BEGIN

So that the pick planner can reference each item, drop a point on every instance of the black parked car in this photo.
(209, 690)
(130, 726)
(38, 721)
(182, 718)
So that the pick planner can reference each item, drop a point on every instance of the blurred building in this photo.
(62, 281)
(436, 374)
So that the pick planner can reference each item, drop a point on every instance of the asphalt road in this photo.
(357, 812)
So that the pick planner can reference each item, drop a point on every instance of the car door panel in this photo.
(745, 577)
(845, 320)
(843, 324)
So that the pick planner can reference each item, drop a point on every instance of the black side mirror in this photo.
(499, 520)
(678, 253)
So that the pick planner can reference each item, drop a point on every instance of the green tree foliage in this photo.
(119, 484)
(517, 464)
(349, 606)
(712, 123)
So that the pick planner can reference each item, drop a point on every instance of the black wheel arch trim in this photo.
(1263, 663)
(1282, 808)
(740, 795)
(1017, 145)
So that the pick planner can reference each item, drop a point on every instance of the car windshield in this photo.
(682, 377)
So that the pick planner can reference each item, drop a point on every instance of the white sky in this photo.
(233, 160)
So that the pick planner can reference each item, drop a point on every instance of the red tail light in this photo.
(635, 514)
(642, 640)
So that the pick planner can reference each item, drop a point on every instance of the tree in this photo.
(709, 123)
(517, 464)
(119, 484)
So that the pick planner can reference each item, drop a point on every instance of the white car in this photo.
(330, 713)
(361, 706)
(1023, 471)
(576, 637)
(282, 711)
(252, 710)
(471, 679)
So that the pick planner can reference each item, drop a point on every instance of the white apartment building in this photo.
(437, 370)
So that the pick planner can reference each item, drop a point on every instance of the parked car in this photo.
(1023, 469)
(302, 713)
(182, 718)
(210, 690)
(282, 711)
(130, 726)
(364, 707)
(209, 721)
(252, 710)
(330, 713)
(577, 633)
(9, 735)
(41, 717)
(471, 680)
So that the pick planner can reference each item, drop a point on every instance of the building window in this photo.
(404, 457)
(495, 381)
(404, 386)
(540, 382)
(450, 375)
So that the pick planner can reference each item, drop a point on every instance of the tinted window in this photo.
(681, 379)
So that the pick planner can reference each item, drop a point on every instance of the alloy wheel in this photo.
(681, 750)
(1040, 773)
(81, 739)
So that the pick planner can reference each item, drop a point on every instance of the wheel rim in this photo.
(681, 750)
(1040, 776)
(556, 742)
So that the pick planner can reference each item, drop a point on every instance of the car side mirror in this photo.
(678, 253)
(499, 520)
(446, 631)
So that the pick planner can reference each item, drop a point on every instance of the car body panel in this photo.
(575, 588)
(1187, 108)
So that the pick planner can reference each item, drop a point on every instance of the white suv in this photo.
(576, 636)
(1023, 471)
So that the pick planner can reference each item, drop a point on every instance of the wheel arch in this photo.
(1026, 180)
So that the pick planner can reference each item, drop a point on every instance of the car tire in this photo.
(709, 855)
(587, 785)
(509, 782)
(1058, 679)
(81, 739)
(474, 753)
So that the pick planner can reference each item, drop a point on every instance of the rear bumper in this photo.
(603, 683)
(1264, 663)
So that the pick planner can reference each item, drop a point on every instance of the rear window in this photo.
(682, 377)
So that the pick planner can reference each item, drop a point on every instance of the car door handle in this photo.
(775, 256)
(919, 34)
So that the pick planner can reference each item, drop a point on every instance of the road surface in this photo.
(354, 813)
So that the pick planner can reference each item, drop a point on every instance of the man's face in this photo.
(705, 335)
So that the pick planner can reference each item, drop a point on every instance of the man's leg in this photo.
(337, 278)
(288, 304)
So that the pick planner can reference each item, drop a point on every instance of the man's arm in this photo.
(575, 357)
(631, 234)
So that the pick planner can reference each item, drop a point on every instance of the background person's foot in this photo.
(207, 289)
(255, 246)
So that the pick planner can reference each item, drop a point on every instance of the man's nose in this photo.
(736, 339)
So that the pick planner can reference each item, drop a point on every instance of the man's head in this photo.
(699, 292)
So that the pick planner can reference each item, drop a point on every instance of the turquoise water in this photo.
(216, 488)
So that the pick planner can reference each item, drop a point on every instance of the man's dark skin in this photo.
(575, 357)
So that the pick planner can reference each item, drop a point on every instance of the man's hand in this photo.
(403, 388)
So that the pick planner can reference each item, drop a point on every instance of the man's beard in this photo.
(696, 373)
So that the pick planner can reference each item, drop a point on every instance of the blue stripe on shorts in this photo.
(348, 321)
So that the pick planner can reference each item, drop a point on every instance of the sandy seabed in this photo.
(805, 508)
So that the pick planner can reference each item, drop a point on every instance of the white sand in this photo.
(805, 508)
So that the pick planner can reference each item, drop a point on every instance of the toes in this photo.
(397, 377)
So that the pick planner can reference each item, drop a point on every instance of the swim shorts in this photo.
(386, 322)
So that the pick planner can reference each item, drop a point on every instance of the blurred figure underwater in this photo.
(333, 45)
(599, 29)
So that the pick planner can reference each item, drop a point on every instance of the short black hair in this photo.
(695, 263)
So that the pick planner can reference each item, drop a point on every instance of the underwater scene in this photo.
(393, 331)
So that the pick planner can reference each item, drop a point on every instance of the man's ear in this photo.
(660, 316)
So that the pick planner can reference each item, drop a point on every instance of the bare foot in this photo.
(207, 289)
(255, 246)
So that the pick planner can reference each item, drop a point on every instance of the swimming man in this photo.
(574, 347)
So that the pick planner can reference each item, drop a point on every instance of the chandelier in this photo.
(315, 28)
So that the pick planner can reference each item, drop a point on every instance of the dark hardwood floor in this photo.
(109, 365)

END

THE PROBLEM: Starting at the line containing "floor in this photo." and ending at the last of the items, write those lines out again with "hardwood" switched to "oak" and nothing else changed.

EXERCISE SOLUTION:
So that the pick planner can reference each item, drop a point on every instance of the dark oak floor in this photo.
(109, 365)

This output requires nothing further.